■ WHAT YOU HAVE TO DO: Please copy out the items below word for word, starting at the very first line and ending at the line containing "[917,575,952,595]", with that line included.

★ ★ ★ ★ ★

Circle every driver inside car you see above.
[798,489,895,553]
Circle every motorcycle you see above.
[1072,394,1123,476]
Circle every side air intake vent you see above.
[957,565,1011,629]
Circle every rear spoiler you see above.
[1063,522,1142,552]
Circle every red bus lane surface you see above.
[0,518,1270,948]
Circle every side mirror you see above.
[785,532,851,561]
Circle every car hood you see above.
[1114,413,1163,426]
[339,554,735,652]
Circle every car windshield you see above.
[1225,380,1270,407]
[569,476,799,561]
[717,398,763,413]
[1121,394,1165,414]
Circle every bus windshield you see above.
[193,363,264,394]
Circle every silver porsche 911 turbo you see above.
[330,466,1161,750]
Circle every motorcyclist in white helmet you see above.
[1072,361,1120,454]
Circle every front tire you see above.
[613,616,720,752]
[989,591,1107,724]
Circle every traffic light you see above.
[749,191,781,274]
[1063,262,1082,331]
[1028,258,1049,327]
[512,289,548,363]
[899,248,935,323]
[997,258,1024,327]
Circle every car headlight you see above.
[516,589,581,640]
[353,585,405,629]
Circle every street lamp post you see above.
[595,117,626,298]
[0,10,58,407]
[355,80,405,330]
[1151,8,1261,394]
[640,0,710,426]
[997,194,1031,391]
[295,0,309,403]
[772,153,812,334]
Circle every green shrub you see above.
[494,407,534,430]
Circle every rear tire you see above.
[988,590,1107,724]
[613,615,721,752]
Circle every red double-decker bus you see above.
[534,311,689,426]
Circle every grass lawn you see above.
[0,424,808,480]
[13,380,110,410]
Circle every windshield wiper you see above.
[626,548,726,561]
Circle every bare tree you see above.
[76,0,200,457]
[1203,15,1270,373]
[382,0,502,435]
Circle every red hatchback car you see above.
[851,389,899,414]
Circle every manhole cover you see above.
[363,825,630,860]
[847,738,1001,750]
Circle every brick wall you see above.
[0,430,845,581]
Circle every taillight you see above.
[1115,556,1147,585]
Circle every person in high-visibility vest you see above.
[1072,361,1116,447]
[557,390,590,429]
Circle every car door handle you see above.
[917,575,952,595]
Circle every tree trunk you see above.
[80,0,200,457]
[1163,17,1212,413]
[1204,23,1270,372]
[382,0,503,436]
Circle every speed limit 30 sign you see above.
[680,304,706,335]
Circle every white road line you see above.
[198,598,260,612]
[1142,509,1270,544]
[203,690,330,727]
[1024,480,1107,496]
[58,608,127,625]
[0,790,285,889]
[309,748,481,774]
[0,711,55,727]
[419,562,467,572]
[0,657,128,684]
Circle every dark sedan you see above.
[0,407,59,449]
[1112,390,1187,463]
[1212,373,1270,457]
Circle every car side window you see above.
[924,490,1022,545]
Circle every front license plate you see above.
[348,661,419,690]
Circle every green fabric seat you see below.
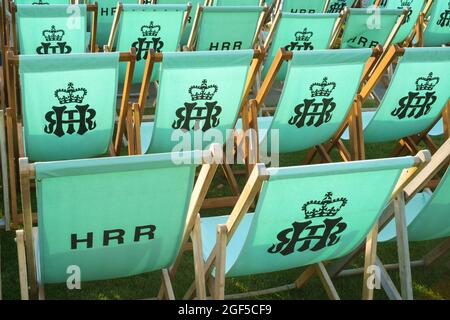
[141,50,254,153]
[378,169,450,242]
[341,9,403,48]
[262,13,339,81]
[190,6,264,51]
[201,157,414,277]
[16,4,89,54]
[113,4,187,84]
[155,0,205,46]
[281,0,327,13]
[258,49,372,153]
[423,0,450,47]
[19,53,119,161]
[31,152,201,283]
[352,48,450,143]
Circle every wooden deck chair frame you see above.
[16,144,223,300]
[180,152,429,300]
[126,48,265,208]
[328,139,450,300]
[103,0,192,52]
[9,1,98,55]
[5,48,136,228]
[242,46,382,169]
[185,4,269,51]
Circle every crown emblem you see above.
[42,26,64,41]
[416,72,439,91]
[302,192,347,219]
[55,82,87,104]
[141,21,161,37]
[188,79,219,101]
[295,28,313,41]
[309,77,336,97]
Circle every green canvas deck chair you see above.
[238,49,380,168]
[17,146,221,299]
[153,0,208,47]
[104,3,191,84]
[6,50,135,225]
[185,156,428,299]
[128,50,264,205]
[262,11,343,81]
[342,46,450,159]
[416,0,450,47]
[338,8,408,50]
[11,3,98,54]
[187,6,267,51]
[281,0,330,13]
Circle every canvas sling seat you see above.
[185,157,421,299]
[17,146,221,299]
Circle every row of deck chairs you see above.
[0,2,450,299]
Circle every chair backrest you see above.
[19,52,119,161]
[364,48,450,142]
[191,6,264,51]
[226,157,414,276]
[281,0,328,13]
[35,152,201,283]
[341,9,403,48]
[155,0,205,45]
[147,50,254,153]
[116,4,187,83]
[262,13,339,80]
[260,49,372,153]
[384,0,425,43]
[423,0,450,47]
[15,4,88,54]
[97,0,135,45]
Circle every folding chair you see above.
[416,0,450,47]
[104,3,191,84]
[281,0,330,13]
[17,146,221,299]
[127,50,264,205]
[328,139,450,300]
[10,3,98,54]
[243,49,380,168]
[262,11,343,81]
[185,152,428,299]
[342,46,450,159]
[187,5,267,51]
[5,50,135,226]
[338,8,408,51]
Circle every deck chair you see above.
[11,3,98,54]
[338,8,408,51]
[187,6,267,51]
[281,0,330,13]
[416,0,450,47]
[6,50,135,226]
[104,3,191,84]
[181,157,428,299]
[342,46,450,159]
[243,49,379,168]
[262,11,343,81]
[17,146,221,299]
[127,50,264,205]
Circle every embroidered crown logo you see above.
[309,77,336,97]
[295,28,313,41]
[302,192,347,219]
[188,79,218,101]
[416,72,439,91]
[42,26,64,41]
[55,82,87,104]
[141,21,161,37]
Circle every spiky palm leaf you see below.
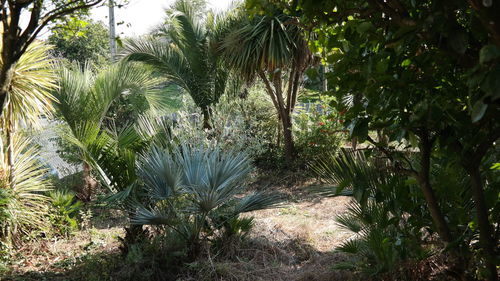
[55,62,162,197]
[0,134,51,242]
[132,146,281,242]
[219,9,311,80]
[124,0,242,124]
[0,41,56,128]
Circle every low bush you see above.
[48,190,83,236]
[128,146,281,268]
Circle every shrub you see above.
[294,97,346,160]
[0,135,50,244]
[313,150,430,276]
[132,146,280,258]
[49,190,82,236]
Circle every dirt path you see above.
[4,191,352,281]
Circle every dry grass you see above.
[0,176,358,281]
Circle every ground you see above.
[1,174,352,281]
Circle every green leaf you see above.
[479,44,500,64]
[356,21,373,34]
[471,101,488,122]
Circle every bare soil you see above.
[0,175,352,281]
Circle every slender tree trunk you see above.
[201,106,212,130]
[78,162,97,202]
[4,118,15,188]
[282,112,295,161]
[0,64,14,118]
[466,165,498,281]
[417,129,452,243]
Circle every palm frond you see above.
[0,134,51,242]
[0,42,57,127]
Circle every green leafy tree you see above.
[0,0,104,118]
[48,18,109,66]
[54,63,161,201]
[253,0,500,280]
[124,0,240,128]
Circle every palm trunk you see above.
[417,128,452,243]
[77,162,97,202]
[282,110,295,161]
[201,106,212,130]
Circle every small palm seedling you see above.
[132,146,281,255]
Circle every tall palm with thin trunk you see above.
[0,42,56,182]
[220,11,315,160]
[0,42,56,244]
[55,63,161,201]
[124,0,238,128]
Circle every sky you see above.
[92,0,232,37]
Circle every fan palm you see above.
[55,63,161,201]
[219,7,315,160]
[0,42,56,183]
[312,149,429,276]
[0,42,56,243]
[132,146,280,254]
[0,134,50,243]
[124,0,241,128]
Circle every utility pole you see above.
[108,0,116,61]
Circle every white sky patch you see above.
[92,0,232,37]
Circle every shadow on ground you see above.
[5,234,349,281]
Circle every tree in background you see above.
[0,0,104,118]
[0,42,56,244]
[258,0,500,280]
[55,63,161,201]
[48,18,109,65]
[124,0,239,128]
[220,5,315,160]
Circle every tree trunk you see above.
[282,112,295,163]
[466,165,498,281]
[417,129,452,243]
[201,106,212,130]
[77,162,97,202]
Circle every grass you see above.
[0,174,352,281]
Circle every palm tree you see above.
[132,145,282,255]
[0,42,56,183]
[0,133,51,244]
[124,0,239,128]
[55,63,161,201]
[220,8,316,160]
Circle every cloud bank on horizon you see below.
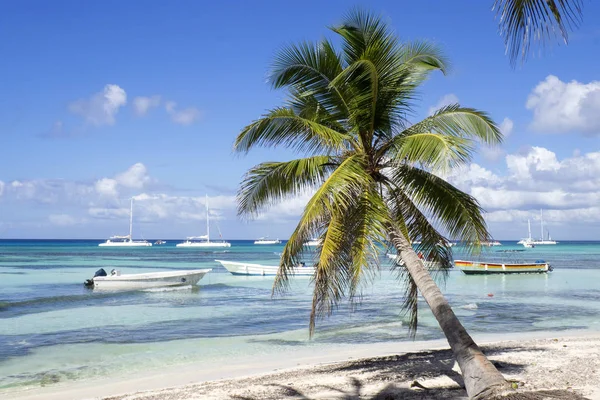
[0,75,600,237]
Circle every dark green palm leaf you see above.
[492,0,583,66]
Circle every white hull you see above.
[98,241,152,247]
[387,253,440,269]
[93,269,211,290]
[215,260,315,276]
[304,239,322,247]
[175,242,231,248]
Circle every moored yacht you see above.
[254,236,281,244]
[98,197,152,247]
[175,196,231,248]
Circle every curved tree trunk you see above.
[391,233,510,400]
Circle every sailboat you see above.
[175,196,231,248]
[529,209,558,245]
[254,236,281,244]
[517,219,535,248]
[98,197,152,247]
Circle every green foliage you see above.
[492,0,583,65]
[234,11,502,333]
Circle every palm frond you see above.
[388,165,490,251]
[237,156,335,217]
[492,0,583,66]
[269,40,347,110]
[378,104,503,171]
[273,155,371,294]
[233,108,350,153]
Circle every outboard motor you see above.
[83,268,107,287]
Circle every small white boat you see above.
[454,260,552,275]
[85,269,211,290]
[98,235,152,247]
[215,260,315,276]
[304,239,323,247]
[175,196,231,248]
[98,197,152,247]
[254,236,281,244]
[387,253,440,269]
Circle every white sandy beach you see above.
[8,332,600,400]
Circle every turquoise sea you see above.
[0,240,600,397]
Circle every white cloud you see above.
[479,146,506,162]
[94,163,153,198]
[69,85,127,126]
[428,93,458,115]
[94,178,118,197]
[526,75,600,135]
[133,95,160,116]
[448,147,600,222]
[115,163,151,189]
[165,101,200,125]
[499,117,515,138]
[48,214,82,226]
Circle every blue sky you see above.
[0,0,600,240]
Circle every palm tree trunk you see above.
[391,232,510,400]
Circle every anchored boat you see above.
[454,260,552,275]
[84,268,212,290]
[215,260,315,276]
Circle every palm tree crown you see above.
[234,11,502,332]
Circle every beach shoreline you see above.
[5,331,600,400]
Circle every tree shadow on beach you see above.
[230,345,586,400]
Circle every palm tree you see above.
[492,0,583,66]
[234,11,507,399]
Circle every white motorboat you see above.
[304,238,323,247]
[98,197,152,247]
[175,196,231,248]
[254,236,281,244]
[387,253,440,269]
[481,240,502,247]
[85,269,211,290]
[215,260,315,276]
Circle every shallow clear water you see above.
[0,240,600,394]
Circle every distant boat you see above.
[517,210,558,248]
[84,269,211,290]
[254,236,281,244]
[533,209,558,245]
[481,240,502,247]
[387,253,440,269]
[98,197,152,247]
[454,260,552,275]
[304,239,323,247]
[175,196,231,248]
[215,260,315,276]
[517,219,535,247]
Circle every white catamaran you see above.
[517,210,558,247]
[98,197,152,247]
[175,196,231,248]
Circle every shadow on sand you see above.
[230,346,586,400]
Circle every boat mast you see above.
[129,197,133,240]
[540,208,544,241]
[206,195,210,242]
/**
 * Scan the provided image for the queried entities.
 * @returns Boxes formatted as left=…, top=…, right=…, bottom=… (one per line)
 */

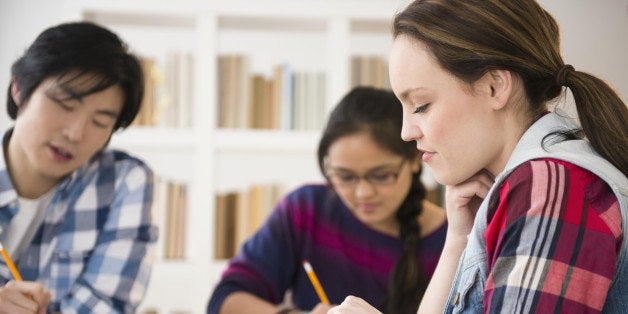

★ ★ ★ ★ ★

■ TASK RESULT:
Circle every driver inside car you see above.
[798,489,895,553]
Circle every motorcycle you see above.
[1072,394,1123,476]
Circle every side air intake vent you see above.
[957,565,1011,629]
Circle every rear spoiler you see above.
[1063,522,1142,552]
Circle every red bus lane surface you see above.
[0,518,1270,948]
Circle every side mirror you see above.
[785,532,851,561]
Circle every car hood you see above.
[1114,413,1163,426]
[339,554,735,652]
Circle every car windshield you see above.
[1225,380,1270,407]
[569,476,799,561]
[717,398,763,413]
[1121,394,1165,414]
Circle every bus windshield you see above.
[193,363,264,394]
Circle every silver porsche 911 turbo you see above.
[330,466,1161,750]
Circle every motorcyclist in white helmet you see above.
[1072,361,1120,454]
Circle every front tire you see above.
[613,616,720,752]
[989,591,1107,724]
Circle every traffic light you see above.
[749,191,781,274]
[1063,262,1082,331]
[1028,258,1049,327]
[512,289,548,363]
[899,248,935,323]
[997,258,1024,327]
Circle every car headlight you see above.
[516,589,581,640]
[353,585,405,629]
Circle every street lamp post you see above.
[595,117,626,298]
[0,10,58,407]
[355,80,405,330]
[1151,8,1261,394]
[640,0,710,426]
[997,194,1031,391]
[295,0,309,403]
[772,153,812,334]
Circle every green shrub you see above.
[494,407,534,430]
Circle every rear tire you see above.
[988,590,1107,724]
[613,615,721,752]
Circle every red double-decker bus you see above.
[534,311,689,426]
Circle every grass lawn you see above.
[0,424,808,480]
[13,380,110,410]
Circle every windshield wiper you see above.
[626,548,726,561]
Circle every bare tree you see above.
[76,0,200,457]
[1203,15,1270,373]
[382,0,502,435]
Circle every red hatchback car you see above.
[851,389,899,414]
Circle every manhole cover you see above.
[363,825,630,860]
[847,738,1001,750]
Circle every brick wall you see above.
[0,430,845,581]
Circle every taillight you see above.
[1115,556,1147,585]
Circle every person in high-visibility vest you see above.
[1072,361,1116,447]
[557,390,590,429]
Circle every car door handle you see above.
[917,575,952,595]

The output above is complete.